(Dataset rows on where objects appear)
※

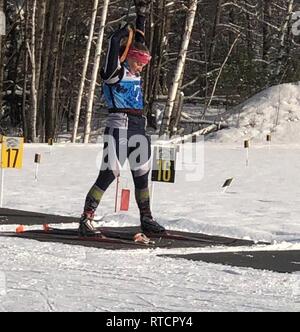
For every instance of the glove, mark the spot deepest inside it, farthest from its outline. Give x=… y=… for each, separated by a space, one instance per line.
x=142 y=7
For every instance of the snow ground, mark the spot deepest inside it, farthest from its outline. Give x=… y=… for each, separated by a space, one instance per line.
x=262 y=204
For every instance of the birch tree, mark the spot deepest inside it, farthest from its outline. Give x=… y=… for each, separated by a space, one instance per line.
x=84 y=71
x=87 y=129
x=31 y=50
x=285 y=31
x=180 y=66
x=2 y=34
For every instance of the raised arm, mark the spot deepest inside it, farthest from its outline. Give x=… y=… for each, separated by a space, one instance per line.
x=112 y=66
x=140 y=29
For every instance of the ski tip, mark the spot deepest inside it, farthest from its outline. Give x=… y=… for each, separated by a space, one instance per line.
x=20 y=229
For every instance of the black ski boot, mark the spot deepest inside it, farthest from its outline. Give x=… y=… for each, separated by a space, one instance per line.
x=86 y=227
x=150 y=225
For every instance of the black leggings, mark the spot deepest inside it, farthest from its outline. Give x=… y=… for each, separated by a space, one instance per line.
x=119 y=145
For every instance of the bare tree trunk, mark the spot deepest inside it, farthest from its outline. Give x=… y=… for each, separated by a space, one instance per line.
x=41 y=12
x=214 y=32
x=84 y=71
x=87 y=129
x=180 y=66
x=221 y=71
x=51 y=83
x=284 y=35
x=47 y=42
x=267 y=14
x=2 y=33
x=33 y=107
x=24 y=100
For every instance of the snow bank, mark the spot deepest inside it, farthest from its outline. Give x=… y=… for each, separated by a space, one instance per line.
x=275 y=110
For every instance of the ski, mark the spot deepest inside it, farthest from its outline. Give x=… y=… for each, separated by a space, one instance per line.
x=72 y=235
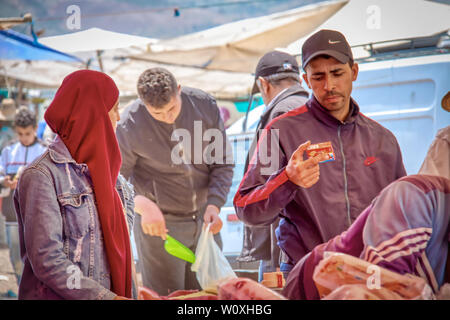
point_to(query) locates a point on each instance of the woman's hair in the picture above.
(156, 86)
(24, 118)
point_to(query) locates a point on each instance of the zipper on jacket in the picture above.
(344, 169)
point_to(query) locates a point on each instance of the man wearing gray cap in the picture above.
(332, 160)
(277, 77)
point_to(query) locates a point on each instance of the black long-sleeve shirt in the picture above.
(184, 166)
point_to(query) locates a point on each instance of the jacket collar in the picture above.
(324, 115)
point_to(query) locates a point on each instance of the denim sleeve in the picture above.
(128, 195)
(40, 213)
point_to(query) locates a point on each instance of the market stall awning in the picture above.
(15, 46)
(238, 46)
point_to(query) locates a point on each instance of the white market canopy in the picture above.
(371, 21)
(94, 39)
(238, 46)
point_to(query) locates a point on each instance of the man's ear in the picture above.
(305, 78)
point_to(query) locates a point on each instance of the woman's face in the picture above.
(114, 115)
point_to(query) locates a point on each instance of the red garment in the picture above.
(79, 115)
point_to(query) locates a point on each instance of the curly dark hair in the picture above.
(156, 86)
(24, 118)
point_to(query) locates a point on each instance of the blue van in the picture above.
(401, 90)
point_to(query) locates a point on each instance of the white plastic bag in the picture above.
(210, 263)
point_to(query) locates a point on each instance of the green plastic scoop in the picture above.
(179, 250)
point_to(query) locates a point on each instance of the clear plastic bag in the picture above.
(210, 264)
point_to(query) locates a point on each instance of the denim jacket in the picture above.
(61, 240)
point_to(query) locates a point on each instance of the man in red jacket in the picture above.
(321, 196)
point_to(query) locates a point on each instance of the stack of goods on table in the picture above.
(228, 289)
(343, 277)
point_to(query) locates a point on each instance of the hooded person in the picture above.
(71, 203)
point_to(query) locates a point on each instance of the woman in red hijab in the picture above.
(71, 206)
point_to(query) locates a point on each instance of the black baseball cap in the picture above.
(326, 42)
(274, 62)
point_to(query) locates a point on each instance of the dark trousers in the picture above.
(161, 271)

※

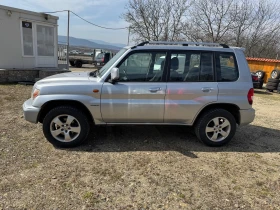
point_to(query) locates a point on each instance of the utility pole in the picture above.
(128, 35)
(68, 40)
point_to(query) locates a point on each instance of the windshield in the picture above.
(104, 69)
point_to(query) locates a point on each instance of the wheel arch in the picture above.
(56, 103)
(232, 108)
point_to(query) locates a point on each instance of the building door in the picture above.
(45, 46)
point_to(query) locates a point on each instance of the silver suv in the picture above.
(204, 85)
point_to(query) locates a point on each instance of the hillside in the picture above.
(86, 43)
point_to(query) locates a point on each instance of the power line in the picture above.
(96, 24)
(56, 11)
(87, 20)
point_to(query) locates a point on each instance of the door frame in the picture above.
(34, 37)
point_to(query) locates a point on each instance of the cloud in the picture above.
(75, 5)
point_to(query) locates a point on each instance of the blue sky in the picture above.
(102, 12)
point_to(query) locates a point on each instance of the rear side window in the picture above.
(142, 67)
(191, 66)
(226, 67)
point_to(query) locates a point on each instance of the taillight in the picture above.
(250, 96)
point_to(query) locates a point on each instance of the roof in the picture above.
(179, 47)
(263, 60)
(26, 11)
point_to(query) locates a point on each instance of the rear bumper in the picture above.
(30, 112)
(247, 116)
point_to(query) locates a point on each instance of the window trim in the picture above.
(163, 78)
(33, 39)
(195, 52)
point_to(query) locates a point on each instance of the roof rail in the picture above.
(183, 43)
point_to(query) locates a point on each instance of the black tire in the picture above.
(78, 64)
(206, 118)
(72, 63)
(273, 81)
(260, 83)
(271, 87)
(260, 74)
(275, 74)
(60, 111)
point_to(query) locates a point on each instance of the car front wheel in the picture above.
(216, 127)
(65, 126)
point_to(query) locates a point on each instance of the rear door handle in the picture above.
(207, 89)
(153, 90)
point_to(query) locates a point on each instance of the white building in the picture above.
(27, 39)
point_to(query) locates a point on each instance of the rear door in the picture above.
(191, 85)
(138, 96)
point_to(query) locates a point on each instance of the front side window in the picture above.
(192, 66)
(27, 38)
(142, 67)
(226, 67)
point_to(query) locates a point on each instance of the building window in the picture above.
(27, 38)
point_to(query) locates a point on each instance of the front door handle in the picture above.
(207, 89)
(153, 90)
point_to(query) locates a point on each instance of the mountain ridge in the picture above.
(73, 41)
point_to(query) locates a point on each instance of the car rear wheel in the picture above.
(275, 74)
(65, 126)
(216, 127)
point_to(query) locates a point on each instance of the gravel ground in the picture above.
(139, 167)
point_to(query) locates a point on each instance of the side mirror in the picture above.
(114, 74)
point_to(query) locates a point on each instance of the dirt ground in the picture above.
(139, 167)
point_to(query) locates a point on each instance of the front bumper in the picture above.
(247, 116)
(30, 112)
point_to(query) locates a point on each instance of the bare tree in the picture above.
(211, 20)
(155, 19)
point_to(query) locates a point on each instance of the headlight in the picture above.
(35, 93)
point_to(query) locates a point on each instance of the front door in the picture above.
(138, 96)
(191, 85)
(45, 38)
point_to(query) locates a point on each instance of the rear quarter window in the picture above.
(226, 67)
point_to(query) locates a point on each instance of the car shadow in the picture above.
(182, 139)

※

◆ **Task prompt**:
Gather every line of the items above that contains the word "blue". Case counts.

◆ **Reply to the exercise**:
point_to(query) locates a point on each instance of the blue van in the picture above.
point_to(query) locates a point on each instance of the blue sky in the picture above.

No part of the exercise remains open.